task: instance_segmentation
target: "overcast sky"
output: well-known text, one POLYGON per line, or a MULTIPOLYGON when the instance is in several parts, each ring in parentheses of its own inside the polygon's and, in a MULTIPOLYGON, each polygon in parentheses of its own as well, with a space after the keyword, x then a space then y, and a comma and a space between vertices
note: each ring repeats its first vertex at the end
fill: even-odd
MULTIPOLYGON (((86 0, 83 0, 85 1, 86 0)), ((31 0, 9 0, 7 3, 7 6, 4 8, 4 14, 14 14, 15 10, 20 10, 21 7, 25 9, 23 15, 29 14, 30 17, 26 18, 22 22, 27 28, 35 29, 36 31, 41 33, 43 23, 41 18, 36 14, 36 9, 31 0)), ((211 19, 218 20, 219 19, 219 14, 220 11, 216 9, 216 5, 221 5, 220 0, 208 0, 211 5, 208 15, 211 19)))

---*---

» TASK OBJECTIVE:
Reproduce every line of the records above, character for character, without changing anything.

» EXERCISE ANSWER:
task: instance_segmentation
target: "overcast sky"
output: well-known text, one POLYGON per line, or a MULTIPOLYGON when the instance is in several parts, each ring in parentheses of its own inside the polygon's and, in a MULTIPOLYGON, each polygon in parentheses of its own as well, with a space after the keyword, x then a space then y, and a comma and a space between vertices
note: each ring repeats its first vertex at the end
fill: even-odd
MULTIPOLYGON (((86 0, 83 0, 85 1, 86 0)), ((31 0, 9 0, 7 3, 7 6, 4 8, 4 14, 14 14, 15 10, 20 10, 21 7, 25 9, 23 15, 29 14, 30 17, 26 18, 22 22, 27 28, 35 29, 36 31, 41 33, 43 23, 41 18, 36 14, 36 9, 31 0)), ((211 19, 218 20, 219 19, 219 14, 220 11, 216 9, 216 5, 221 5, 220 0, 208 0, 211 5, 208 15, 211 19)))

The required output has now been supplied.